What this task involves =>
Copy only this range: the line with "For each instance of the plant" through the final line of the material, inclusive at both ends.
— BEGIN Data for this task —
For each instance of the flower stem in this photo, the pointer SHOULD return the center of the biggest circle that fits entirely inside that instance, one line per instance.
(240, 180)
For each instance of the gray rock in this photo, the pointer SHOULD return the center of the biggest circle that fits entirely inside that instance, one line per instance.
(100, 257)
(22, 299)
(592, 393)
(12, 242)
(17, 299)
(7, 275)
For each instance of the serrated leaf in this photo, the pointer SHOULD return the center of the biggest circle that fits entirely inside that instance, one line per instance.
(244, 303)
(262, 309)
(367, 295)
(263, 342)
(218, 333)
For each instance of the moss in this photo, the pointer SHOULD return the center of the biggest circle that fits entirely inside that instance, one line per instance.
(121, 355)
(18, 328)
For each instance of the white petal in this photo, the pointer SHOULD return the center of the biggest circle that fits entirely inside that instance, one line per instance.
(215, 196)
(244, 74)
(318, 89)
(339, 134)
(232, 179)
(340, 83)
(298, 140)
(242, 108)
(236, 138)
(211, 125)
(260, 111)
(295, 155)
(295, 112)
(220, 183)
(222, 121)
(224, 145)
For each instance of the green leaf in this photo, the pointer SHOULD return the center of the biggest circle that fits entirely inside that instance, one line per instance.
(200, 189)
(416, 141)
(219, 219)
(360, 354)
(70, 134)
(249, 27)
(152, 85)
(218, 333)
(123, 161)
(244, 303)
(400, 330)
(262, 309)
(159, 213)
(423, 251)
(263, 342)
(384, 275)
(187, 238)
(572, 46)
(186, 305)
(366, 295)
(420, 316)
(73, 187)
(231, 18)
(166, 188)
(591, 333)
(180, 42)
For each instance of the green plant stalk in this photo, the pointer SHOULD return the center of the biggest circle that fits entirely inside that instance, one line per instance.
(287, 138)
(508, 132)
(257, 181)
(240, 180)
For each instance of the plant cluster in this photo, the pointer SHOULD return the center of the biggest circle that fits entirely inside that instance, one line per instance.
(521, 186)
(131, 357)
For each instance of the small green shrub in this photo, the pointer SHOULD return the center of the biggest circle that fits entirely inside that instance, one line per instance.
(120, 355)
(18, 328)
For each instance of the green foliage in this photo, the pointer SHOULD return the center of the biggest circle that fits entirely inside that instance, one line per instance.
— END Data for this task —
Task answer =>
For each instance of the plant cluster in this photo, the pointer SHOULD return the center of the biggest circle that fits entirely inside that instance, one line per instance.
(521, 186)
(131, 357)
For each instance of the small green shrub in this photo, the pointer SHOULD return the center of the biggest circle that fits entirely inside that instance, one line per instance.
(120, 355)
(18, 328)
For each instance of the green foliage in this photo, the pointer SHOULD return the center of the biggest circle that fits entirely inside that instance, one line per instance.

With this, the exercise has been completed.